▶ [Given task]:
Present these lines as a Markdown table with the columns "No." and "Line," numbering each row and omitting blank lines.

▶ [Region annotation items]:
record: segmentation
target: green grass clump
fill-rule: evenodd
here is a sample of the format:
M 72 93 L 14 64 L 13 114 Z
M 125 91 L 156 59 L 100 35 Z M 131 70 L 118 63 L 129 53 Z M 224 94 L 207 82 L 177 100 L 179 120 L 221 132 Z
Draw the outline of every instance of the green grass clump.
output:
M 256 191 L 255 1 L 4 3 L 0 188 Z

▶ [Result of the task]:
| No. | Line |
|---|---|
| 1 | record: segmentation |
| 2 | target: green grass clump |
| 3 | fill-rule: evenodd |
| 4 | here is a sample of the format: |
| 5 | M 72 93 L 14 64 L 13 114 Z |
| 6 | M 125 91 L 156 59 L 100 35 Z M 131 70 L 118 63 L 129 53 Z M 224 94 L 207 82 L 177 100 L 179 120 L 221 132 Z |
| 7 | Draw the outline of every instance of the green grass clump. |
| 8 | output: |
| 9 | M 256 191 L 255 1 L 4 3 L 0 188 Z |